### EXCERPT
* * * * * * *
Uniform convergence can't be checked at one point (such as x = 9); it's a property of functions viewed on the whole set. I also don't understand what fn-0 is and what 3+1/n has to do with anything.

Re: point convergence and uniform convergence definition question

I don't entirely understand your question. By definition, $\displaystyle f_n \to f $ pointwise if for each fixed x in the domain, the pointwise limit $\displaystyle \lim_{n \to \infty} f_n(x) = f(x) $. For a pointwise limit, you're considering a sequence of points, $\displaystyle x_1, x_2, x_3, ...$ where the jth point in your sequence is just $\displaystyle f_j(x)$. So for each x and $\displaystyle f_n = \sqrt{x^2 + \frac{1}{n}}$, we have that $\displaystyle f_n(x) \to |x|$ since $\displaystyle \lim_{n \to \infty} \sqrt{x^2 + \frac{1}{n}} = \sqrt{x^2}} = |x| $ (this follows from the square root function being continuous, or a simple epsilon estimate if necessary).
* * * * * * *
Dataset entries
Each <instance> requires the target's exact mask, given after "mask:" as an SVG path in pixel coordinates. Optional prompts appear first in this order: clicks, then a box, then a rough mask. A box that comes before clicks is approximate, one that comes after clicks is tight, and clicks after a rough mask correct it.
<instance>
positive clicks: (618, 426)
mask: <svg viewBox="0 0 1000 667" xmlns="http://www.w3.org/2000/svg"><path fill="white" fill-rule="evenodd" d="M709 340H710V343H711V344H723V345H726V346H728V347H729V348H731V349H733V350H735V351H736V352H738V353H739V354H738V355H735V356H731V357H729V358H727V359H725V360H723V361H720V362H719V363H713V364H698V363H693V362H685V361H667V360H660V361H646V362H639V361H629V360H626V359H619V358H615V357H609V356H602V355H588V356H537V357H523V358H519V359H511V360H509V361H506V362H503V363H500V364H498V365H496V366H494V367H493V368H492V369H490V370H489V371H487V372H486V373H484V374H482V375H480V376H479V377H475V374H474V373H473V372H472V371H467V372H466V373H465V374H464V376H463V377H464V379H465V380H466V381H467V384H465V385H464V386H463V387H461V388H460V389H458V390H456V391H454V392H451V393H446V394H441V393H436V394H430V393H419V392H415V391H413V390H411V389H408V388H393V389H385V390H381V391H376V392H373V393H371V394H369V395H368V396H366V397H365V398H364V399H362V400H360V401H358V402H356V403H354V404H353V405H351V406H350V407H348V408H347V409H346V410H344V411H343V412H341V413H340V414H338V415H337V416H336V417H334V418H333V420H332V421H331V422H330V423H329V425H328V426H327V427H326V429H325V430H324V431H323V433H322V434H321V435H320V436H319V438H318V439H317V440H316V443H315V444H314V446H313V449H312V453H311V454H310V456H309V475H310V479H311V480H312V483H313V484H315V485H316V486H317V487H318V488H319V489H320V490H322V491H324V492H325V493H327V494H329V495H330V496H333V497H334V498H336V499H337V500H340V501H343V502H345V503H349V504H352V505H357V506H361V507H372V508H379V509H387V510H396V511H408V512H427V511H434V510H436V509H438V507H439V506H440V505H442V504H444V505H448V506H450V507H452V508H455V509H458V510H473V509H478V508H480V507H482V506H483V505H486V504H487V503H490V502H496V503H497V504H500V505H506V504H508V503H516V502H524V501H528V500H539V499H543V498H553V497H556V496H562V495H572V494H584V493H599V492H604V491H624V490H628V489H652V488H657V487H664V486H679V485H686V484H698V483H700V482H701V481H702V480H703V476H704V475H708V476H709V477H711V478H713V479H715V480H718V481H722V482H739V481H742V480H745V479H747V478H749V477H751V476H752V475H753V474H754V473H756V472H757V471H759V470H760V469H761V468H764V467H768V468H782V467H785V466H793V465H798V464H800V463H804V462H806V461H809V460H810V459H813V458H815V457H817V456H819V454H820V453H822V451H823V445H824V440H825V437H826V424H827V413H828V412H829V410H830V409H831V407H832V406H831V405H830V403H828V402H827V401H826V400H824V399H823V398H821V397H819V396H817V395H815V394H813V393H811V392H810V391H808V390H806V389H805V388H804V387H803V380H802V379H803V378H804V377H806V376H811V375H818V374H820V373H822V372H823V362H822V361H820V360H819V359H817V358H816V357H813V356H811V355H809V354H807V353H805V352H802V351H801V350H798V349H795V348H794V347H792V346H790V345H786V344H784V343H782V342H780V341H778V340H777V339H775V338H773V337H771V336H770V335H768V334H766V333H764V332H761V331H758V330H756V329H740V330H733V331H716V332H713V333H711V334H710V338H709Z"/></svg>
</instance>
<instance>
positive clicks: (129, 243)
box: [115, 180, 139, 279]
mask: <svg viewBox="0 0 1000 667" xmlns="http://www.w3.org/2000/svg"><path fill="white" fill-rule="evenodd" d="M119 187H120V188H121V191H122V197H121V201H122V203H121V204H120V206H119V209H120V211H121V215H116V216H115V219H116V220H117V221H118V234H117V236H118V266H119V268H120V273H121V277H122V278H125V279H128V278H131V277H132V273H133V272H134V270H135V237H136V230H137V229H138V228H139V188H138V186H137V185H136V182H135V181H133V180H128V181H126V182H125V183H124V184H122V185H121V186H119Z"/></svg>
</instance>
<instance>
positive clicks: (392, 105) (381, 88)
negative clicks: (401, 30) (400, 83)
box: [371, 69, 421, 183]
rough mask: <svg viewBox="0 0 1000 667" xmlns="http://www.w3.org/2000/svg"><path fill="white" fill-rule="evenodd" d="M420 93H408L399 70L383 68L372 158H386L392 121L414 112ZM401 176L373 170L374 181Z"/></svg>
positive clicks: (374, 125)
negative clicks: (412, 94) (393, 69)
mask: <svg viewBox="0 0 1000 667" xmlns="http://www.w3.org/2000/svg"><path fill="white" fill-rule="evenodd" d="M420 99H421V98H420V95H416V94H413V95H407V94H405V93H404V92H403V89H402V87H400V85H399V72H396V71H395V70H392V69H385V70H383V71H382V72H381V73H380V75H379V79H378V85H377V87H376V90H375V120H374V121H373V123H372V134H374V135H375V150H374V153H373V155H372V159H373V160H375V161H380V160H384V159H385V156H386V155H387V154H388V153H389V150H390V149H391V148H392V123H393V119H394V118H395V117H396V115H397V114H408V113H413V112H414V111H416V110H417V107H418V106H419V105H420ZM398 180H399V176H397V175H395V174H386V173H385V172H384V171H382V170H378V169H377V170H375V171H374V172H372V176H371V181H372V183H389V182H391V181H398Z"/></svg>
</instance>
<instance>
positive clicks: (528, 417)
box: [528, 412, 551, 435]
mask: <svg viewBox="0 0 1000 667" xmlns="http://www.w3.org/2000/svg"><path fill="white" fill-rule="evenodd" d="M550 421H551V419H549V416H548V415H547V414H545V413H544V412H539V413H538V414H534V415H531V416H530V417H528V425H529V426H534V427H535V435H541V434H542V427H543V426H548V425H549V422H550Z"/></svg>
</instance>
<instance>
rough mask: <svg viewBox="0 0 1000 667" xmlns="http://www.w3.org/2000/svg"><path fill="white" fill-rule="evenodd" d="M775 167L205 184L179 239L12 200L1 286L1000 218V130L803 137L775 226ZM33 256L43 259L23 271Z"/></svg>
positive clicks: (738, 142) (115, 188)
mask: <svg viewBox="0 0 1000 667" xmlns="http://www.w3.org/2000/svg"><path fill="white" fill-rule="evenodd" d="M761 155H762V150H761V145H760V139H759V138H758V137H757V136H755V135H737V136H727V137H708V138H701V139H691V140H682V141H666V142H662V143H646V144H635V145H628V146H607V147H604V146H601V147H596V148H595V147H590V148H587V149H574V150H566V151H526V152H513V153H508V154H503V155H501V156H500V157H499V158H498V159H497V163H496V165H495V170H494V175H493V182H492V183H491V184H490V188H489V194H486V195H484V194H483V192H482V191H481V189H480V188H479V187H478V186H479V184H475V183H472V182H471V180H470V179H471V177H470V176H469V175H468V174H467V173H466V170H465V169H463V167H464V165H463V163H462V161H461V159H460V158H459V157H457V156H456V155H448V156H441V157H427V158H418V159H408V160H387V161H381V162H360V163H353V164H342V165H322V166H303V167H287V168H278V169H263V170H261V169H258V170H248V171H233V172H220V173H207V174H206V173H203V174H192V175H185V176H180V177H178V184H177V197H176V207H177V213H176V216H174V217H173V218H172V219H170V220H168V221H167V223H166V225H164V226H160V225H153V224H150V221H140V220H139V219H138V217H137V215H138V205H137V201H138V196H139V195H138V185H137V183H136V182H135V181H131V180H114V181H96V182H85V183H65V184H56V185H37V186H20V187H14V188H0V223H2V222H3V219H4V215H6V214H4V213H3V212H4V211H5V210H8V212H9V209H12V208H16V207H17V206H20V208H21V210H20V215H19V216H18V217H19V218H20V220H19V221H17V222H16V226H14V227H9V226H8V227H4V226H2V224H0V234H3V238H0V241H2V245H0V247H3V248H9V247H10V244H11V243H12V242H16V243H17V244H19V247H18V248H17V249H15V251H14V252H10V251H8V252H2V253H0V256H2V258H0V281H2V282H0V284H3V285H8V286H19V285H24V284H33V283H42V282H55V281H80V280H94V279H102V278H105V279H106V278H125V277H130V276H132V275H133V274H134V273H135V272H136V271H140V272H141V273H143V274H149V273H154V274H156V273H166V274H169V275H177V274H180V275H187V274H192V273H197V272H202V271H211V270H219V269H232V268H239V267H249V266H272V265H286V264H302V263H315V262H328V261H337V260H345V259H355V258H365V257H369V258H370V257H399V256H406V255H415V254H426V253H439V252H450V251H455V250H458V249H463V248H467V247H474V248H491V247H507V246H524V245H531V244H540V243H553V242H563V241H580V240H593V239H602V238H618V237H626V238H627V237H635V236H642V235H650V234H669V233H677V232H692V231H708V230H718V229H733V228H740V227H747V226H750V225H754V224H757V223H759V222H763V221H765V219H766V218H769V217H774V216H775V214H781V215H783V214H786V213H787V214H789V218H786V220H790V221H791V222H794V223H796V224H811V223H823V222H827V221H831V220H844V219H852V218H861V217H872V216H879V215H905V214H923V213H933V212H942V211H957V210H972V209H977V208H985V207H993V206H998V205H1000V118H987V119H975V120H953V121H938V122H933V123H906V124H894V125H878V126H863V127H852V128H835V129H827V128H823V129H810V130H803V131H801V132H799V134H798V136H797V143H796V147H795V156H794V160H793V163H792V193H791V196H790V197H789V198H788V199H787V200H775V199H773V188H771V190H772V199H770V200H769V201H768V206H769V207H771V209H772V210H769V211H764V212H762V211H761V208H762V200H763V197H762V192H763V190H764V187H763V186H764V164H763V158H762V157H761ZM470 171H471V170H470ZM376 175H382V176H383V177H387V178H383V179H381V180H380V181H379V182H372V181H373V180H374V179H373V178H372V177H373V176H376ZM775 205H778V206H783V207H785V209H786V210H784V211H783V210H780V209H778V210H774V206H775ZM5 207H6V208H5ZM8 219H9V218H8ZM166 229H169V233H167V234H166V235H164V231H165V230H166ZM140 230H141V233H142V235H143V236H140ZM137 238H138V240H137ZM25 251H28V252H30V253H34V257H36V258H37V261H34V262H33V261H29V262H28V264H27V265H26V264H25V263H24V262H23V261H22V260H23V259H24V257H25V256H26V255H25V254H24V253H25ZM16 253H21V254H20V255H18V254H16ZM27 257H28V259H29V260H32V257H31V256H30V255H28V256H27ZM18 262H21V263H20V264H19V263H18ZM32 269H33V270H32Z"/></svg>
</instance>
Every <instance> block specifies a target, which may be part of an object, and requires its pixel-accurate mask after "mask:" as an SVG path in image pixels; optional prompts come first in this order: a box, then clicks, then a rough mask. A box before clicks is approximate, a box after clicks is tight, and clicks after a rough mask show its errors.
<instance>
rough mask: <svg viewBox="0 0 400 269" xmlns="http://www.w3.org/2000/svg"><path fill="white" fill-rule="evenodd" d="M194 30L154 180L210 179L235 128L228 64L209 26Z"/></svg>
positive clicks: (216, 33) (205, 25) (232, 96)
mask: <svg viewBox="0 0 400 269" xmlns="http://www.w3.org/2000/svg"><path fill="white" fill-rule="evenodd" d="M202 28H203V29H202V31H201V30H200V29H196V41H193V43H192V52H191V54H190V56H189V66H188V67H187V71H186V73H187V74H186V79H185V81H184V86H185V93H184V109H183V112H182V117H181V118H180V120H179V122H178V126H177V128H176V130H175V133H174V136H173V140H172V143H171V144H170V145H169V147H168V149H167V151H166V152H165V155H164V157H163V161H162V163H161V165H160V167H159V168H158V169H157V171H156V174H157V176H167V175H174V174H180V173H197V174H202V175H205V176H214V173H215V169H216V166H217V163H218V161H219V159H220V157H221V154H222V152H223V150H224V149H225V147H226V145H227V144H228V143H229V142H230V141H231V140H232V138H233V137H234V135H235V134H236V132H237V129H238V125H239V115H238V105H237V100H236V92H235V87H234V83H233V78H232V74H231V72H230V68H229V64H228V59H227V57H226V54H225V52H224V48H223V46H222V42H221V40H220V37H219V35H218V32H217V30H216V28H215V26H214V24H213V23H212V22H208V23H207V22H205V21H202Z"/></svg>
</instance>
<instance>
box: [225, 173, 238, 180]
* * * * * * *
### YOUR TASK
Write out the passage of the convergence excerpt between "I don't entirely" and "estimate if necessary).", inclusive. Work from the convergence excerpt alone, without drawing on the records.

### ANSWER TO THIS PROBLEM
I don't entirely understand your question. By definition, $\displaystyle f_n \to f $ pointwise if for each fixed x in the domain, the pointwise limit $\displaystyle \lim_{n \to \infty} f_n(x) = f(x) $. For a pointwise limit, you're considering a sequence of points, $\displaystyle x_1, x_2, x_3, ...$ where the jth point in your sequence is just $\displaystyle f_j(x)$. So for each x and $\displaystyle f_n = \sqrt{x^2 + \frac{1}{n}}$, we have that $\displaystyle f_n(x) \to |x|$ since $\displaystyle \lim_{n \to \infty} \sqrt{x^2 + \frac{1}{n}} = \sqrt{x^2}} = |x| $ (this follows from the square root function being continuous, or a simple epsilon estimate if necessary).